__YOUR TASK__. The entries below should be set down again exactly, with every picture left out.

*** EXERCISE DATA

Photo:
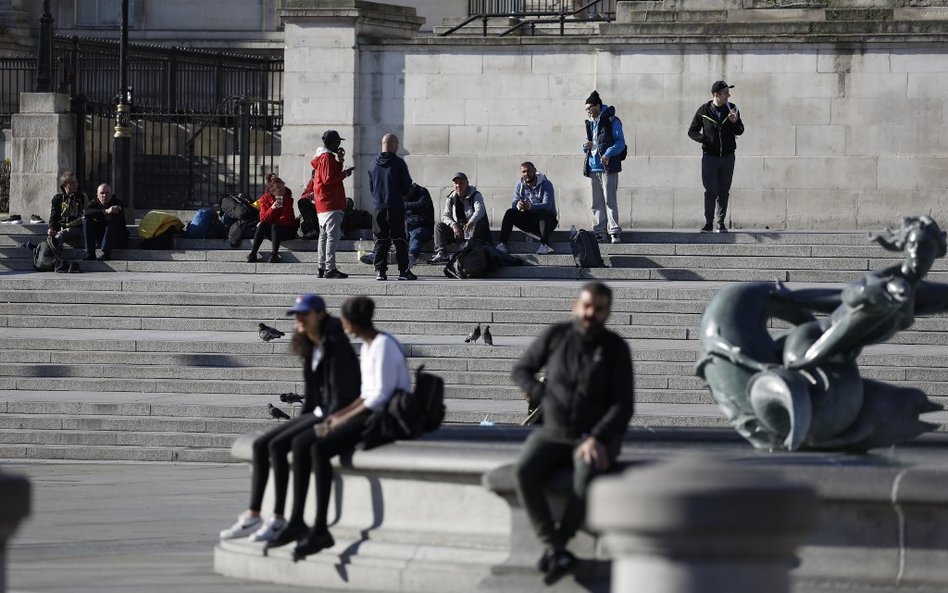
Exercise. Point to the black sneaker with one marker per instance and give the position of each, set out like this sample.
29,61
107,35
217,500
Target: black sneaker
312,544
561,563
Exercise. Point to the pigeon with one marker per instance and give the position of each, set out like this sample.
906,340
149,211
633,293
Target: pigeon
291,398
268,333
475,335
277,413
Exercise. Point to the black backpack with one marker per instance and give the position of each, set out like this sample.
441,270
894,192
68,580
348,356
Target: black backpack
585,250
473,261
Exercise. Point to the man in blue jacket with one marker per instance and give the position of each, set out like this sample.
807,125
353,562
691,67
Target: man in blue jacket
605,150
390,182
533,209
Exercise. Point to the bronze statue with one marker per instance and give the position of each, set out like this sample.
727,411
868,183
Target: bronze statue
802,389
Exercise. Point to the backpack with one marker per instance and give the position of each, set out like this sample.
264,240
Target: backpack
585,250
48,257
201,225
472,261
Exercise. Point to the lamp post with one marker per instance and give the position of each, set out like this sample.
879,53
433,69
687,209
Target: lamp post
44,67
122,139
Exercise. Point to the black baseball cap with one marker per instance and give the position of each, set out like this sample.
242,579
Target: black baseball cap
331,136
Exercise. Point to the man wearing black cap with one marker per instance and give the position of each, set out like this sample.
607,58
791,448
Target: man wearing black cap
715,126
464,217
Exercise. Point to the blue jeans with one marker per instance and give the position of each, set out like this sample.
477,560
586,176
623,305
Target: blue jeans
417,237
110,234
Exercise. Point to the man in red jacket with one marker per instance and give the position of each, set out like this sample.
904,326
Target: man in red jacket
328,176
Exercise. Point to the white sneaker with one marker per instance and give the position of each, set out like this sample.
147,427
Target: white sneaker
244,526
269,530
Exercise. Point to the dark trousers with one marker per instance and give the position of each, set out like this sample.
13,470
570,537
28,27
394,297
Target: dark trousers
444,234
390,228
534,221
546,452
270,450
716,175
417,237
110,234
275,233
341,440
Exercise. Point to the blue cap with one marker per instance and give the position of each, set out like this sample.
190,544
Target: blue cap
306,303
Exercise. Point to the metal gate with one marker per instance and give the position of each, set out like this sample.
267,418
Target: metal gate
205,123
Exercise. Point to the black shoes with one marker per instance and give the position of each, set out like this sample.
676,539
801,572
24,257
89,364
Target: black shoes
312,544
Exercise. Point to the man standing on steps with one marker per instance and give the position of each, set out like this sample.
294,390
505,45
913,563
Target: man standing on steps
716,126
588,400
605,150
389,183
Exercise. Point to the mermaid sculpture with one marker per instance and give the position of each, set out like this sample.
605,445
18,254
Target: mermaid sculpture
802,389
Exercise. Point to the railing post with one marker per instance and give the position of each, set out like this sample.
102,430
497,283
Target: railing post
44,67
14,507
700,525
244,168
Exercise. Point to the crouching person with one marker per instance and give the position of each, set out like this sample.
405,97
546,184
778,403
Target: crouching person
384,371
587,404
332,380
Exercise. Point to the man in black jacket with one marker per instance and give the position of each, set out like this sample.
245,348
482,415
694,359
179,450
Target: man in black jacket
390,182
588,400
104,224
715,126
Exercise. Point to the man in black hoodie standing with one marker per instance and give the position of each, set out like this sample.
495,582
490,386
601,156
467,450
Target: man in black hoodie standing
588,400
715,126
390,182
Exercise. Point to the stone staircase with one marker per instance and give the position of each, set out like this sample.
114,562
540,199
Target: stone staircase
156,358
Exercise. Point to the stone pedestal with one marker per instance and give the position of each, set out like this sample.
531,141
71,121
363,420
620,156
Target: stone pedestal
698,525
43,146
14,506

******

__SOLUTION TO THIS PROBLEM__.
Photo:
Exercise. Point to the black sneaker with one marker per instance and give the position of each, set out like this sample.
29,61
107,35
217,500
Target: black sneaker
312,544
561,563
Exercise. Point to the pigeon with one marker per instance and give the position of each, set out like this sample.
906,340
149,211
633,293
Target: pigeon
291,398
268,333
475,335
277,413
Exercise. Point to the black backpack with one marker per instance and give the position of each, set out like this sample.
441,270
894,192
68,580
348,356
Target: black backpack
585,250
473,261
Exercise. Point to the man in blue jacket with one marker per instance and give the position of each, set out like this sample.
807,125
353,562
691,67
Target: man in blue jacket
605,150
390,182
533,209
Exercise. Point to the bronze statue with one marker per instance and give the position of each, set out like this sample.
727,411
868,183
Target: bronze statue
802,389
Exercise. Point to the backpack with one marker per instance and give the position of each, set out like this sample.
264,240
Target: backpack
585,250
48,257
201,225
472,261
Exercise. Point to the lamp post with one marker per instance and give the position of each, set out like this sample.
879,53
433,69
687,209
Target: lamp post
44,67
122,139
Exercise. Point to the black baseball cap with one marker per instance and give the position of each, set out like this sample.
242,579
Target: black baseball cap
331,136
Exercise. Point to the man wearing black cap with one marker per instance and give the position of each, set out like this sample.
607,58
791,448
Target: man wearing black cap
715,126
464,217
Exercise. Point to the blue jeans with one marker per instance and give the position of each, set out like this sample.
477,560
586,176
623,305
Target: blue jeans
417,237
110,234
Exercise. Point to the man in red jacket with one marker per instance and give the position of each, set out like this sample.
904,326
Target: man in red jacket
328,176
Exercise. Point to the white sneaker with one marker per instance and give the position of each, set out like this sample.
147,427
Target: white sneaker
244,526
269,530
Exercise. Point to the dark trousers with one marker per instance and give the position of each, set out like this sample.
13,470
570,537
28,27
394,297
Target: dark trousers
444,234
390,228
534,221
546,452
270,450
716,175
417,237
110,234
275,233
341,440
Exercise. Point to the blue cap with one marker per instance and give the position of each, set out like this sample.
190,544
Target: blue cap
306,303
Exercise. Point to the metal gate with one marker per instance and give the position of each, set out like this sample.
267,418
Target: metal gate
205,123
Exercise. Point to the black shoes with one marker per instance and give the position of each, set out like this sample.
676,539
801,572
24,257
89,364
Target: black shoes
312,544
Exercise. Point to the man standing on steps with one marker per instance and give the position of each, set out like this sample.
294,390
505,45
913,563
Target: man standing on steps
716,126
588,400
605,150
389,183
Exercise. Point to the mermaid sculpture with one marker per instance and give the position of each, set out like this sample.
605,445
18,254
Target: mermaid sculpture
802,389
Exercise. Point to the railing post with one marker per instance and give the position of each, set out like this sample.
102,430
497,283
Target: railing post
44,67
14,507
700,525
244,168
Exercise. Point to the crouching person with one marker per instance and give the position of each, set out like this sample.
405,97
546,184
778,403
Target: crouching person
384,371
587,404
332,380
Exercise. Point to the man in black jacket with one marker per instance and give the position of each, set out like this sample.
245,348
482,415
694,359
179,450
Target: man in black jacket
390,182
588,400
104,224
715,126
Exercise. Point to the man in black hoodie standing with one marker per instance and give the position of each, set out like this sample.
495,582
490,386
601,156
467,450
Target: man in black hoodie standing
588,400
715,126
390,182
Exercise. Point to the stone staircase with one marker per instance and give the position of each, set out like this sample.
114,562
540,199
Target: stone staircase
156,358
Exercise. Point to the stone pedestal with one marker per instance and give the position of each, set out like this sample.
531,141
71,121
363,420
620,156
Target: stone pedestal
698,525
43,146
14,506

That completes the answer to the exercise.